Written problem – List every line in both blocks below that contains the string "child", copying each line in full.

Provided information –
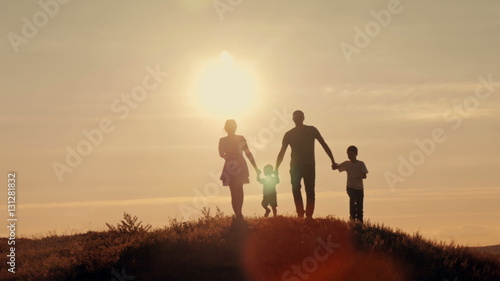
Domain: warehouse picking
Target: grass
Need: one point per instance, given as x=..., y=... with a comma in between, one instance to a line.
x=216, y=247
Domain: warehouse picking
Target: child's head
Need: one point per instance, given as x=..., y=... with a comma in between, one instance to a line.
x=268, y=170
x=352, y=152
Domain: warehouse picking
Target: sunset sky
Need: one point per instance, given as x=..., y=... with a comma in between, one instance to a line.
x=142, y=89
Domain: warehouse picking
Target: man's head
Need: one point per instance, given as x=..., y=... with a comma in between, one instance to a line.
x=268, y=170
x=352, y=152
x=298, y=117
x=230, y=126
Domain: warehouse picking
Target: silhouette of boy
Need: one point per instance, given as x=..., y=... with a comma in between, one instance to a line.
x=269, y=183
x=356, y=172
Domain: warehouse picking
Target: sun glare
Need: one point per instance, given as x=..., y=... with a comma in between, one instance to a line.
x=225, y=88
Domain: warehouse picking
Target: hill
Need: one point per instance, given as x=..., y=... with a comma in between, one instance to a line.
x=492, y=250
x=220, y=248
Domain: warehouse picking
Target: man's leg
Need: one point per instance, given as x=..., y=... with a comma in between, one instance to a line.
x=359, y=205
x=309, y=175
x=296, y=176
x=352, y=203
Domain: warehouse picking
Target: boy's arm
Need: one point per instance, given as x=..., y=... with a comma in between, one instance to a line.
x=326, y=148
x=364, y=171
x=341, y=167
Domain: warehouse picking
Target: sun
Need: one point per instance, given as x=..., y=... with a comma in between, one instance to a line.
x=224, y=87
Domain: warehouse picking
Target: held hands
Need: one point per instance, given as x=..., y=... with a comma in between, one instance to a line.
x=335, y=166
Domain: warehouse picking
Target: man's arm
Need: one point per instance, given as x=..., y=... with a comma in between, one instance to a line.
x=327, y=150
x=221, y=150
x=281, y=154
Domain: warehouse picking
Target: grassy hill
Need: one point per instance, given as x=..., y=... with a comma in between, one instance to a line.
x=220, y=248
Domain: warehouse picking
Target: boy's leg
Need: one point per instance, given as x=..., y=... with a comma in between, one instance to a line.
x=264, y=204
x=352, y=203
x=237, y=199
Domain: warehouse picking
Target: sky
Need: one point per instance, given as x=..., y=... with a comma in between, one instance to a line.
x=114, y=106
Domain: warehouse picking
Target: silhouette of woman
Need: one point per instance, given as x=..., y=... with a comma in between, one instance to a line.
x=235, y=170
---
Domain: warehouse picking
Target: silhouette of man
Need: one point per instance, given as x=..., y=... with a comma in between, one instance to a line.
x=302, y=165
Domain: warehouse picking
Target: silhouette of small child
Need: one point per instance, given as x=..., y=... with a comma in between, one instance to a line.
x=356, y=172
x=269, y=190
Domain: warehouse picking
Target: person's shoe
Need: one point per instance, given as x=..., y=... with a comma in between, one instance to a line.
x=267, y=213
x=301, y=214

Final result –
Target: child's head
Target: silhouette of small child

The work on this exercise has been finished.